Task requirements » Pick out every line in the items below that contains the word "child", and copy each of those lines in full.

Data records »
-=-=-=-=-
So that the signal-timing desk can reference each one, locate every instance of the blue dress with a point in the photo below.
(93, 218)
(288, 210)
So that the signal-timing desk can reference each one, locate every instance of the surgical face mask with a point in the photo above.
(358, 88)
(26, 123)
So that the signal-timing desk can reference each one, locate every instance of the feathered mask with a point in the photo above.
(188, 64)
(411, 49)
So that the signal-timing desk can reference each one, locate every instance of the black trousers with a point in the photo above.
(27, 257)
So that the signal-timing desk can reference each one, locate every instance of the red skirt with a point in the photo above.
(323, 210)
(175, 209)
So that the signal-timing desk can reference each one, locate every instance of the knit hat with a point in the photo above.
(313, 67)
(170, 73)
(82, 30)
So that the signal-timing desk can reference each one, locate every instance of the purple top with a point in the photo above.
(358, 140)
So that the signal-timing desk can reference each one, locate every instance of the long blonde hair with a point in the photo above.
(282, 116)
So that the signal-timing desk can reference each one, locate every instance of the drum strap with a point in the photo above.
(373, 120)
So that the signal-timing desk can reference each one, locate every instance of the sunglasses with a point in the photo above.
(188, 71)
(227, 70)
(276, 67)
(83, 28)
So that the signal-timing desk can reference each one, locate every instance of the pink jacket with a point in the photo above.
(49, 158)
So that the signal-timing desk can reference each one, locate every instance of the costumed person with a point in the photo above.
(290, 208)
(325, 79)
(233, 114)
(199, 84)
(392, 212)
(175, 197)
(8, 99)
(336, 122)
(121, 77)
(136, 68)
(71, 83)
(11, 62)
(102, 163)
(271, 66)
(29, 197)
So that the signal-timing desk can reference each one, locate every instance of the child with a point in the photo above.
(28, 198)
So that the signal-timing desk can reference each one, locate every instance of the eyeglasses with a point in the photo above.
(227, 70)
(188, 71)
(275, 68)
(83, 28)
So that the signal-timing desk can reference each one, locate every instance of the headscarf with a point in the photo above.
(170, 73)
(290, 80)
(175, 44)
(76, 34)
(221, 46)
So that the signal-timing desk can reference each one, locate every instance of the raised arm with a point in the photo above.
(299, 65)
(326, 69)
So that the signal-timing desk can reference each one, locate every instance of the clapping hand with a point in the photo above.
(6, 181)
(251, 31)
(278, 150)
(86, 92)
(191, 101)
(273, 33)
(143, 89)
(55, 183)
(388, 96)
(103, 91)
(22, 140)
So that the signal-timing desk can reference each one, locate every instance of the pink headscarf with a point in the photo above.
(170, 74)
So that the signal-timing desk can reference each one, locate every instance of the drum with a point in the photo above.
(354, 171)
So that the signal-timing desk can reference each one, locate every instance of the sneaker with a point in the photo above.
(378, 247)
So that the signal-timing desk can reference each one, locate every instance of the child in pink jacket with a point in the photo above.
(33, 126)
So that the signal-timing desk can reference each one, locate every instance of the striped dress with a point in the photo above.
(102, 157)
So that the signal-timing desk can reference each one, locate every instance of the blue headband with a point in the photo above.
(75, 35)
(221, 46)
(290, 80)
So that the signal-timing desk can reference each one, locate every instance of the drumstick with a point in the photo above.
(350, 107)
-=-=-=-=-
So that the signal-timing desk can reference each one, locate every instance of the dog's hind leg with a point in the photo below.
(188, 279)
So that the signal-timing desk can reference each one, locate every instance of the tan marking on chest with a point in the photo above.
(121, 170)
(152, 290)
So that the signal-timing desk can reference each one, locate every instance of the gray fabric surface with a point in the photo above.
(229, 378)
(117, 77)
-=-=-=-=-
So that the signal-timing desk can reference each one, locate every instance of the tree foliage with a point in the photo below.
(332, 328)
-=-=-=-=-
The completed task »
So that the signal-timing desk can reference each one, locate every instance of the child with a point in the photo above.
So that the signal-timing desk can reference each one, locate every instance of the child in pink jacket with a point in the photo above.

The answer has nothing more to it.